Task goal: Once you reach the line containing "column 269, row 107" in the data below, restate each line word for word up to and including the one containing "Where can the green leaf".

------------------------------

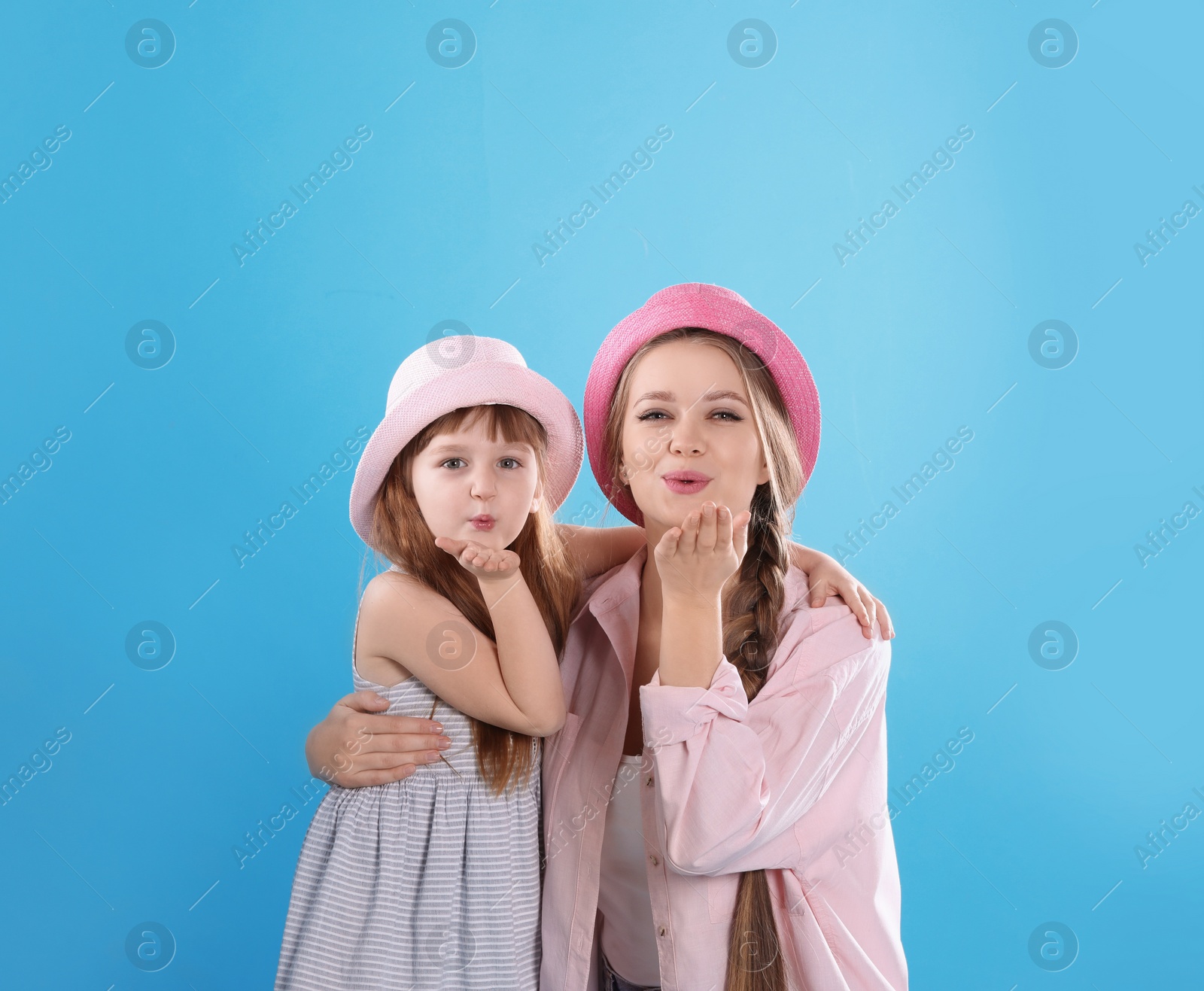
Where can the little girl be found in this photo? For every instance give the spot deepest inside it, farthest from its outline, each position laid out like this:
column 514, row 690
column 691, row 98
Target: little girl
column 473, row 457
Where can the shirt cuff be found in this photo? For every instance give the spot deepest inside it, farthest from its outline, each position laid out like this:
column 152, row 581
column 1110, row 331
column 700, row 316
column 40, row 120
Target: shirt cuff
column 673, row 713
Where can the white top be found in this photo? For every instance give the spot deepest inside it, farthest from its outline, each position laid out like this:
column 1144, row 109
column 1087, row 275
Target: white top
column 629, row 935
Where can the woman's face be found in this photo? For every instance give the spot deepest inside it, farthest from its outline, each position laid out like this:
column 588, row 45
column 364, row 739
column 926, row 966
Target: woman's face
column 689, row 435
column 473, row 488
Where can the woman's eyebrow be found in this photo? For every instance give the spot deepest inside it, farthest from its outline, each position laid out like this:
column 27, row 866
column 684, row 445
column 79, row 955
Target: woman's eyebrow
column 722, row 394
column 658, row 397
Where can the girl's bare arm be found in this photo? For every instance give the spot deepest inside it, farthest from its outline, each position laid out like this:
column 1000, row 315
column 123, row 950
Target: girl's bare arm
column 513, row 683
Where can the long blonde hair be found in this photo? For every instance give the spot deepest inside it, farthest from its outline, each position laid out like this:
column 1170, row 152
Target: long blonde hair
column 401, row 535
column 750, row 611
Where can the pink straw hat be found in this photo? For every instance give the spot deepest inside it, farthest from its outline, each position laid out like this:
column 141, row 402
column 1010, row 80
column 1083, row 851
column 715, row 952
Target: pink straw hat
column 455, row 372
column 712, row 307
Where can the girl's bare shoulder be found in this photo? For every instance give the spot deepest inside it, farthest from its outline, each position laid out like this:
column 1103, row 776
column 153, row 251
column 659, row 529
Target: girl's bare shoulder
column 397, row 614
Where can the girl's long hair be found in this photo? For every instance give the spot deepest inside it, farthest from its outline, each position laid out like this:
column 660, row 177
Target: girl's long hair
column 400, row 533
column 750, row 611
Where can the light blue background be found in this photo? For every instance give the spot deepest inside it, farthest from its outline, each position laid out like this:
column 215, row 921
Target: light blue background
column 281, row 359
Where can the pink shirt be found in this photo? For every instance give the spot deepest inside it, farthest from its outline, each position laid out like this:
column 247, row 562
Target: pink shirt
column 794, row 783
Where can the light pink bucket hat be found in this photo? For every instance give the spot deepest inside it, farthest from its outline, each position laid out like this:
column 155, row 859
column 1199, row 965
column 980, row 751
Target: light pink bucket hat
column 453, row 372
column 712, row 307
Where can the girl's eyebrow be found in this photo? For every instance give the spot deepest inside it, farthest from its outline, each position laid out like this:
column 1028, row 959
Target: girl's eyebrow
column 451, row 447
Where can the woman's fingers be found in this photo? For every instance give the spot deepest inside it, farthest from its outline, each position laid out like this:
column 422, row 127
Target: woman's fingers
column 884, row 620
column 708, row 527
column 853, row 600
column 689, row 539
column 667, row 547
column 740, row 533
column 722, row 527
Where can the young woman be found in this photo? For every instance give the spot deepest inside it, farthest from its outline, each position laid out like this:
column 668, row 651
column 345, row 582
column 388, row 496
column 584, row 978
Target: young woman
column 725, row 728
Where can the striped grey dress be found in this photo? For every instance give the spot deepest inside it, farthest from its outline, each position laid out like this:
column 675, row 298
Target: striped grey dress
column 425, row 884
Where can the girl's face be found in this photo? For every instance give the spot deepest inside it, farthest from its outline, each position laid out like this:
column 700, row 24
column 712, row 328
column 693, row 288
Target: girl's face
column 689, row 435
column 473, row 488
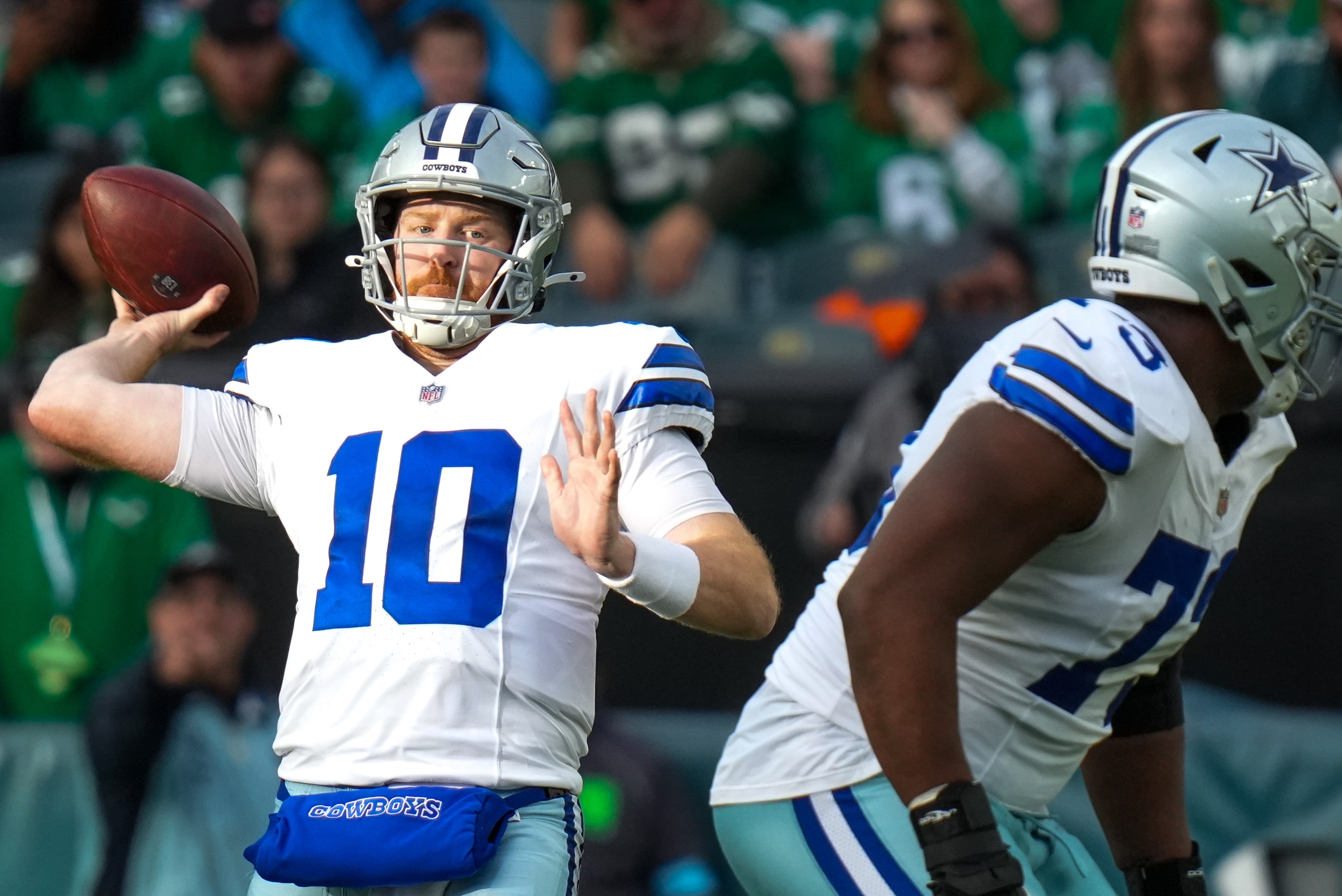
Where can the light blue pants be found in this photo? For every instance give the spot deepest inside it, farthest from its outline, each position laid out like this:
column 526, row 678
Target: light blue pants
column 539, row 856
column 858, row 842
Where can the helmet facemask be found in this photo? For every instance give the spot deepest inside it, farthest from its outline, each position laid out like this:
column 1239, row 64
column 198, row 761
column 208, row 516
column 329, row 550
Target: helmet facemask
column 1309, row 348
column 469, row 153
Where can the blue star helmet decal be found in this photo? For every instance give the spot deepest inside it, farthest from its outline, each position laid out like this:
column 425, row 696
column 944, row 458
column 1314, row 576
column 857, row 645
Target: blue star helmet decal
column 1282, row 175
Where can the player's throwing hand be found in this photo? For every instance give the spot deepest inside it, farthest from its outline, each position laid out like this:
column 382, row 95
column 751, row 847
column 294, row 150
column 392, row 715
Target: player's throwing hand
column 172, row 332
column 584, row 511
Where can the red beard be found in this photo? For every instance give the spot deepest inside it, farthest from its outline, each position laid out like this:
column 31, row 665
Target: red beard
column 438, row 283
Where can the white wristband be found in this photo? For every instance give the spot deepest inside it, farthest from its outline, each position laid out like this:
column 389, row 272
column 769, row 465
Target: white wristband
column 665, row 577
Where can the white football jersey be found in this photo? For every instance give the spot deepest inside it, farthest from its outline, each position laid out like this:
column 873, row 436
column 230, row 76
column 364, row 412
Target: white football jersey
column 443, row 634
column 1046, row 659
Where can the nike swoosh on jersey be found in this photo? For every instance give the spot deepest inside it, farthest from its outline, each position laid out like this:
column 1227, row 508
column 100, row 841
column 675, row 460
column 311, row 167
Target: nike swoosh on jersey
column 1085, row 345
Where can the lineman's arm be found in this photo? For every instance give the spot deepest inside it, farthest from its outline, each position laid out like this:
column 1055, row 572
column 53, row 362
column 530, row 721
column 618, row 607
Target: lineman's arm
column 998, row 490
column 1136, row 777
column 736, row 594
column 93, row 404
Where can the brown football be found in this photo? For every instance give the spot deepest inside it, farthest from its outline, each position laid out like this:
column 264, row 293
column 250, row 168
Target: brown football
column 161, row 242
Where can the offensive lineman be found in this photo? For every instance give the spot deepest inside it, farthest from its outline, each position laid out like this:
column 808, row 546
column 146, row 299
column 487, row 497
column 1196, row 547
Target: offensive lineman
column 1016, row 607
column 450, row 576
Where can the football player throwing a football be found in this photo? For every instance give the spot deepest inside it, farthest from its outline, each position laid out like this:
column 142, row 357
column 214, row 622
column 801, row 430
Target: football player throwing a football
column 1016, row 608
column 462, row 493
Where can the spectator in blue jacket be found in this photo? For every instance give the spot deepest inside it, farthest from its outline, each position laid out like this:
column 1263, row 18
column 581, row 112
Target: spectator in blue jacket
column 365, row 43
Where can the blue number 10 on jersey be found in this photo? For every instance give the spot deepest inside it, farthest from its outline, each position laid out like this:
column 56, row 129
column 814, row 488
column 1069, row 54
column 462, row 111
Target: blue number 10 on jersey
column 482, row 462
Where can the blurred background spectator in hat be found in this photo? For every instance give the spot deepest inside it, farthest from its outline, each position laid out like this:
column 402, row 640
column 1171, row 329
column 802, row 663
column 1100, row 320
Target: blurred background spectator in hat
column 929, row 143
column 247, row 83
column 676, row 128
column 200, row 623
column 81, row 554
column 367, row 46
column 75, row 70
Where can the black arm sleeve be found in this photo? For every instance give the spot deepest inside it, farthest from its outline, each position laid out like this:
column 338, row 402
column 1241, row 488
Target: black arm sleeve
column 126, row 726
column 14, row 108
column 1153, row 703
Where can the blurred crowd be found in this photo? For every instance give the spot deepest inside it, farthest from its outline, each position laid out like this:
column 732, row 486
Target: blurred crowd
column 685, row 131
column 712, row 149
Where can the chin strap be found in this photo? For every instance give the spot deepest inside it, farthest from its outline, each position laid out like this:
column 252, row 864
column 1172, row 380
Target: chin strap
column 1281, row 388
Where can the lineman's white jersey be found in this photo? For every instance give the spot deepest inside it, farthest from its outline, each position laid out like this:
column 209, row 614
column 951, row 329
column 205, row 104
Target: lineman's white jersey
column 1047, row 657
column 443, row 634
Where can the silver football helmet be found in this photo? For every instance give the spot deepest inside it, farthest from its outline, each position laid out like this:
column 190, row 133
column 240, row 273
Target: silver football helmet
column 474, row 152
column 1243, row 217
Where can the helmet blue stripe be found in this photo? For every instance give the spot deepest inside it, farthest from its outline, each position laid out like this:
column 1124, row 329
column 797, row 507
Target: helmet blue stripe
column 1114, row 212
column 1098, row 224
column 473, row 132
column 435, row 131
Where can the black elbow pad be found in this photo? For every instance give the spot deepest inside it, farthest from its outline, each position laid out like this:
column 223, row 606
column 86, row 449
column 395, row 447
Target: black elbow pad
column 1153, row 703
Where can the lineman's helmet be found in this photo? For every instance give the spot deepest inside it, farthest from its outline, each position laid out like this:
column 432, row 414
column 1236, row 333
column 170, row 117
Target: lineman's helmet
column 477, row 152
column 1243, row 217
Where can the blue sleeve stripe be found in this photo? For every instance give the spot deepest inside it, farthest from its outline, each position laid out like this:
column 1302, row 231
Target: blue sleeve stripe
column 669, row 354
column 646, row 394
column 1102, row 452
column 1112, row 407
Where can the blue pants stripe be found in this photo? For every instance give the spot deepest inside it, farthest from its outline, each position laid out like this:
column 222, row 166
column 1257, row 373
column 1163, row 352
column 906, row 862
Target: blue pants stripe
column 877, row 852
column 823, row 851
column 572, row 832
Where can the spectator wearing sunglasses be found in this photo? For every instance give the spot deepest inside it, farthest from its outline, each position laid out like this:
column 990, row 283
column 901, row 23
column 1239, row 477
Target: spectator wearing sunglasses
column 676, row 129
column 1051, row 55
column 929, row 141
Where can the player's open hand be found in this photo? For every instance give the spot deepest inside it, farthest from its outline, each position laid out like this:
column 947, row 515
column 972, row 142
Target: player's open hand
column 171, row 332
column 584, row 510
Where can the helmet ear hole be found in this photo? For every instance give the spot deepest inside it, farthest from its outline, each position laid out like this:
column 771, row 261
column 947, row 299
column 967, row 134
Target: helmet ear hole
column 1252, row 275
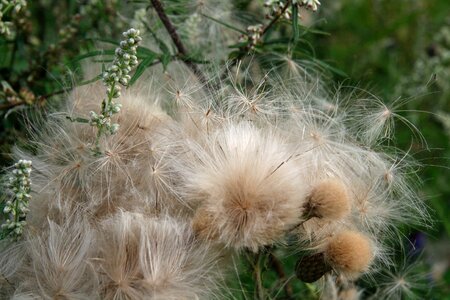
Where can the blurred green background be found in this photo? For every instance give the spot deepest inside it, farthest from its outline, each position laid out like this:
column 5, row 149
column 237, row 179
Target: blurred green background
column 397, row 49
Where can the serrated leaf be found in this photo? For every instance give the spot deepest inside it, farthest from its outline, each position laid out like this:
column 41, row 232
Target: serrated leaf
column 143, row 65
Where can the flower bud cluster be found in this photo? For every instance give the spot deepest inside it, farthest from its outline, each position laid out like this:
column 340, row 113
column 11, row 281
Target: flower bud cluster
column 5, row 6
column 277, row 7
column 16, row 208
column 116, row 75
column 125, row 60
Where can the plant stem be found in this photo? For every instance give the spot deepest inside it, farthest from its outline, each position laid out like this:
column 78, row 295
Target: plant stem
column 259, row 289
column 275, row 19
column 278, row 268
column 177, row 41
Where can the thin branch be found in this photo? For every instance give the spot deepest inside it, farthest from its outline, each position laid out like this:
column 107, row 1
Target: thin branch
column 10, row 105
column 177, row 41
column 275, row 19
column 278, row 268
column 264, row 31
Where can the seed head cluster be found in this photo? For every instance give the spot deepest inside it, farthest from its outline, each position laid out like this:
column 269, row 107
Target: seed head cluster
column 197, row 175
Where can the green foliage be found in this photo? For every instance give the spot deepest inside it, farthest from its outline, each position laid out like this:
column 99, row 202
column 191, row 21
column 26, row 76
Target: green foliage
column 394, row 45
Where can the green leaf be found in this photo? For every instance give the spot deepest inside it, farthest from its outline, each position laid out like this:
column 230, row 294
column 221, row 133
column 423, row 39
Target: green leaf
column 225, row 24
column 144, row 64
column 92, row 54
column 77, row 119
column 165, row 60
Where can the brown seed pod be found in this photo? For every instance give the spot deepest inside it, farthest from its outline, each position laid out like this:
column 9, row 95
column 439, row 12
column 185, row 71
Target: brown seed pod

------------------------------

Result below:
column 269, row 107
Target: seed head cluster
column 197, row 175
Where can the green foliage be found in this photo? For every instance give the spot deepest inside it, farthest from its outline, each position laid out like this:
column 99, row 202
column 191, row 21
column 26, row 76
Target: green foliage
column 394, row 45
Where can the green leaf be found in this photo? For every instance give the spot deepest inside it, farthest from its outline, each position laid out like this:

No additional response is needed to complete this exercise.